### PROVIDED DATA ###

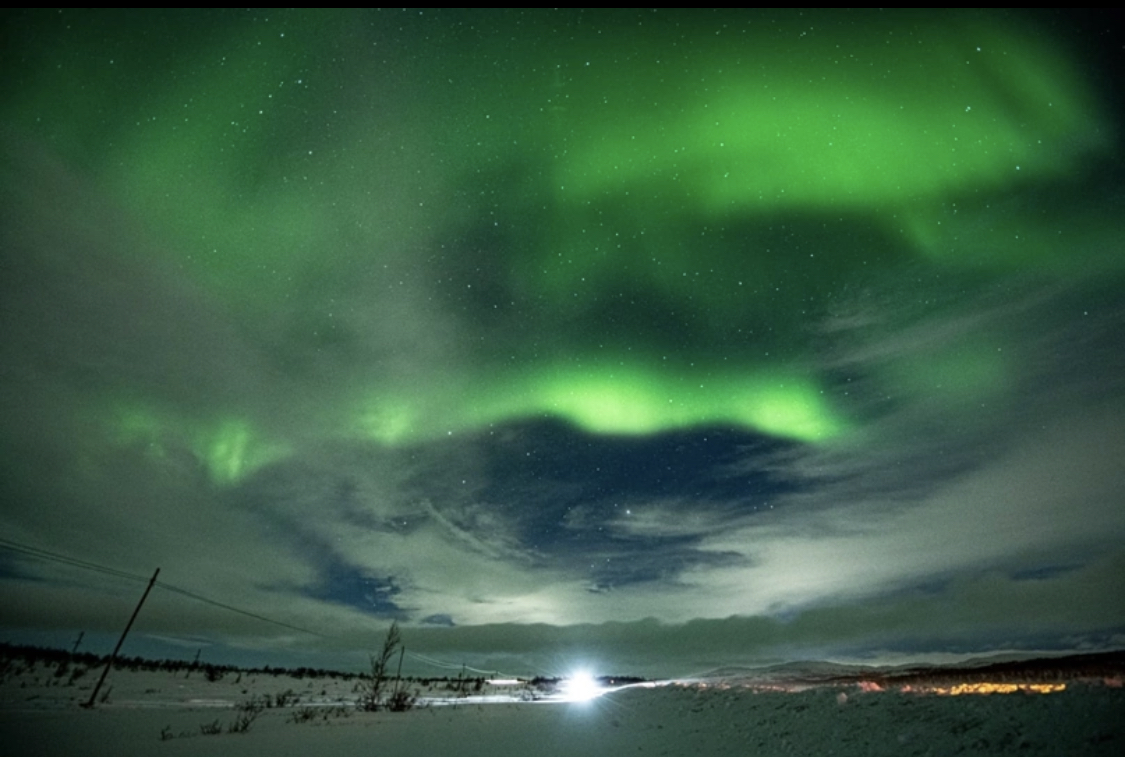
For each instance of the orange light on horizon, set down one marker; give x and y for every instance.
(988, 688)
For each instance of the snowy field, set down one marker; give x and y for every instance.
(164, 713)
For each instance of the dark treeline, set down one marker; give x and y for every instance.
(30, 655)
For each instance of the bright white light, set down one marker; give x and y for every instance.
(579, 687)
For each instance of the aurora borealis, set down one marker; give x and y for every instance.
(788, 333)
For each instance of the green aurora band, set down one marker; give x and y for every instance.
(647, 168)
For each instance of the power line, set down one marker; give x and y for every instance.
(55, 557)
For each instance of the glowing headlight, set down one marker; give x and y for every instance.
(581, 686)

###
### PROVIDED DATA ###

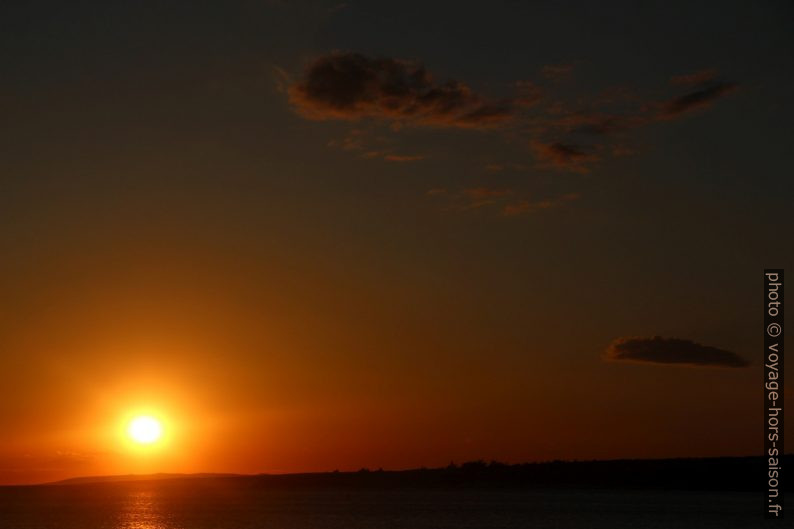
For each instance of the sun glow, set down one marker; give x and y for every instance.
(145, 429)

###

TASK TO COMPLETE
Collect every line in the records that contains the word "down".

REPLY
For each instance of the orange light on horizon, set down one marker; give x and y for every instance.
For each instance of the snowy field, set down one marker; give x and y for every instance.
For each instance of the dark treeline, set down one marker; give x and y for every instance.
For each instance of the bright white light, set down one marker; give x and y for every instance.
For each instance of the aurora borealis, set down one marker; give x and y for every instance.
For each instance of the green aurora band, set down one marker; give x and y for every instance.
For each instance of the power line, set down one marker; give x and y for every instance.
For each instance of the glowing headlight, set down one marker; give x and y for every instance.
For each instance of the sun glow, set down one marker; give x and y for every instance.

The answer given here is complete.